* _Problem to work on_:
Rewrite the material below from its start through the line containing "[[125, 0, 640, 360], [362, 0, 640, 359]]", replacing "water splash" with "spray" and leaving everything else unchanged.

* _Data extract_:
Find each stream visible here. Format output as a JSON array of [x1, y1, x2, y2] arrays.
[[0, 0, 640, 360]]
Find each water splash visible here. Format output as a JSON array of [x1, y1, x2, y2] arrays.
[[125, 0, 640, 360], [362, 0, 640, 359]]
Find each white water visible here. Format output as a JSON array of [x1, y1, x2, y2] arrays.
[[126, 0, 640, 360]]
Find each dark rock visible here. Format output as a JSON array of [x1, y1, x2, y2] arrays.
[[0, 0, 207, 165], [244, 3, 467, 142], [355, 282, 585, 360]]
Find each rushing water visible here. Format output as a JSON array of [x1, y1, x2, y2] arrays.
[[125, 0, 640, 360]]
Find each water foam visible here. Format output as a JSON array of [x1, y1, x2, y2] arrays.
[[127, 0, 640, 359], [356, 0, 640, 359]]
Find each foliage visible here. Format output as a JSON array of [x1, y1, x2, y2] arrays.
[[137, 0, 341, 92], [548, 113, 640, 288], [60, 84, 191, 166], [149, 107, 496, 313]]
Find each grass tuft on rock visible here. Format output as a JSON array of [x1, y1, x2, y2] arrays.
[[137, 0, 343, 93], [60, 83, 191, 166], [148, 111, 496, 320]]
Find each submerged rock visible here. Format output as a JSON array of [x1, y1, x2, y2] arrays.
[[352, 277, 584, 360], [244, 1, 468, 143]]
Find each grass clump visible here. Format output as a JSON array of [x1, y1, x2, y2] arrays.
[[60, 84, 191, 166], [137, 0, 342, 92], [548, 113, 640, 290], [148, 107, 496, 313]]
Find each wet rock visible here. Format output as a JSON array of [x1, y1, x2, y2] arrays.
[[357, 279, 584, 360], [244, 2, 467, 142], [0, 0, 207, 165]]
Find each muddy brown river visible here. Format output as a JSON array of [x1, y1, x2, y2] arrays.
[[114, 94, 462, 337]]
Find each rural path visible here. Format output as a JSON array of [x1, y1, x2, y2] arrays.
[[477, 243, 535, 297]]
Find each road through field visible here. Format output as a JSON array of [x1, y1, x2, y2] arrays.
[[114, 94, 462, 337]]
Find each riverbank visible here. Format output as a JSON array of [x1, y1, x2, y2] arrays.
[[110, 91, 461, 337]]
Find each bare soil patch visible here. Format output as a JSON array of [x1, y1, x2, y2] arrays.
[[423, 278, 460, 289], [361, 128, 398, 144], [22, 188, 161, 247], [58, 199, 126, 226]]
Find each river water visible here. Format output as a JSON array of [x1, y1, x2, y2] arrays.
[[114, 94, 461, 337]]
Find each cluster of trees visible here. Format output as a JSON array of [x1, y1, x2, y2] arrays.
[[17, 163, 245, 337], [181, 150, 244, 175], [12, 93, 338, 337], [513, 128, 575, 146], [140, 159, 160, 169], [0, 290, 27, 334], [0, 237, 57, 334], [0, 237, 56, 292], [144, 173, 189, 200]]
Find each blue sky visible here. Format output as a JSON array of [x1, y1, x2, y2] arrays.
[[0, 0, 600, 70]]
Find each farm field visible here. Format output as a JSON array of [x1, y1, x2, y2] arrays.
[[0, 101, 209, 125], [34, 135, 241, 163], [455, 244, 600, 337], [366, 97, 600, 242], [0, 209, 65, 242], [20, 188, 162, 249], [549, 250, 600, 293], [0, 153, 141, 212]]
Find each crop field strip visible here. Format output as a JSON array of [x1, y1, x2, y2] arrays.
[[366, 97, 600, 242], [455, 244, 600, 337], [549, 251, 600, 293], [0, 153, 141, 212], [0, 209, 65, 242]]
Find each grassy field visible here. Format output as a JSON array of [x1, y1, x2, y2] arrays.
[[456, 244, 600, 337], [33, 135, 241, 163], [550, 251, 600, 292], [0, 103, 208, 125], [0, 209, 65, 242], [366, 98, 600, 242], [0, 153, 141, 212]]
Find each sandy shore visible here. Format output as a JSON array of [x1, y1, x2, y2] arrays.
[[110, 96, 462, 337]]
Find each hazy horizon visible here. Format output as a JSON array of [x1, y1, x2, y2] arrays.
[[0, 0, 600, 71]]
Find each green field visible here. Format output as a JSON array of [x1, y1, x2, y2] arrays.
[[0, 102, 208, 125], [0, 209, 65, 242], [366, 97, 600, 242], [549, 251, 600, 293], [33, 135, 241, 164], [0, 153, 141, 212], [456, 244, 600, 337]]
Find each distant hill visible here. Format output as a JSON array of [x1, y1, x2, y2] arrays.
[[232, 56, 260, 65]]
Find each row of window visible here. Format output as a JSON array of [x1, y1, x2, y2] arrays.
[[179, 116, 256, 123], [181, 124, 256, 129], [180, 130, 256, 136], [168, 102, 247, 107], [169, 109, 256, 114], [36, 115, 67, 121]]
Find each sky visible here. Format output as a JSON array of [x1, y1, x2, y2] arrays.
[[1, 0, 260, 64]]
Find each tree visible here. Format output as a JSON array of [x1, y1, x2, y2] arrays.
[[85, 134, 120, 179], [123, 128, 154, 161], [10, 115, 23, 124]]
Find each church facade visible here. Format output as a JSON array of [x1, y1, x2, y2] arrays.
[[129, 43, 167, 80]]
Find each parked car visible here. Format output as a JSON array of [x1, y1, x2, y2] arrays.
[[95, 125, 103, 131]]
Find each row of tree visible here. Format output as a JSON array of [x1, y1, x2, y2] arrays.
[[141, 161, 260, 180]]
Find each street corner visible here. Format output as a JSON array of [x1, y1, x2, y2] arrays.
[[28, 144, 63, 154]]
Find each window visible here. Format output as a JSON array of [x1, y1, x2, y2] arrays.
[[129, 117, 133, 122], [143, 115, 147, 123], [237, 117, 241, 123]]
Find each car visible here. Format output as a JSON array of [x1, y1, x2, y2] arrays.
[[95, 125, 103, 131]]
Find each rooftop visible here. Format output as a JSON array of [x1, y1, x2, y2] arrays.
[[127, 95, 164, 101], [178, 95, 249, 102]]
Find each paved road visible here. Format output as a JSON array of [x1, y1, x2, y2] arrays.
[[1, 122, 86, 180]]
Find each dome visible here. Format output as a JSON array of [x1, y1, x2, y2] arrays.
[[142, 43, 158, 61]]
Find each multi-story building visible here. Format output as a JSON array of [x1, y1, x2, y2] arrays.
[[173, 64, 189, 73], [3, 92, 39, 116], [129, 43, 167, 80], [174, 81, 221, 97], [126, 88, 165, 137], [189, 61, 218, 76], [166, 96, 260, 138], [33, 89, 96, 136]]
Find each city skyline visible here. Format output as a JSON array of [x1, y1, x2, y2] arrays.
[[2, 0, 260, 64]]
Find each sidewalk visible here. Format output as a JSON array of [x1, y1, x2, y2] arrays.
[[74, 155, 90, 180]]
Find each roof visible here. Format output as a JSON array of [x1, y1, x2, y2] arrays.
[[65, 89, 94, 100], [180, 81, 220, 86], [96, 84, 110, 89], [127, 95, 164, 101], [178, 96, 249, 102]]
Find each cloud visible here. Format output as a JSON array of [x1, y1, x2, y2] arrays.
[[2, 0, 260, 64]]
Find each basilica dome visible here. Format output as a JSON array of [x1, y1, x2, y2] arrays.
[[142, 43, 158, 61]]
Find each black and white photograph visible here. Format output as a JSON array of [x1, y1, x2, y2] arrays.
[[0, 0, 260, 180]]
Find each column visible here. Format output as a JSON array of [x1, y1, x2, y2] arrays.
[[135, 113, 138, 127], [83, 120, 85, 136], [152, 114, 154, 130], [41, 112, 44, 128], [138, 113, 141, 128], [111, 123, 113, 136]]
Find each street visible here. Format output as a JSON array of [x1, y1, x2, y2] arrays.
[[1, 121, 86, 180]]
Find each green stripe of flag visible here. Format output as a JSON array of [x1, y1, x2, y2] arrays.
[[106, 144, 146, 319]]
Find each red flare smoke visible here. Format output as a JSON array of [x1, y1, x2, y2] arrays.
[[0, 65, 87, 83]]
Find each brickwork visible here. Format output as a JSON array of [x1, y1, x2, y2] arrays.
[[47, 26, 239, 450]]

* _Full solution_:
Find each stream visible here. Format output as a JSON array of [x1, y1, x2, y2] arrays.
[[0, 0, 640, 360]]
Find each spray visible here. Format output as a JSON array of [x1, y1, x2, y2] arrays.
[[125, 0, 640, 360], [362, 0, 640, 359]]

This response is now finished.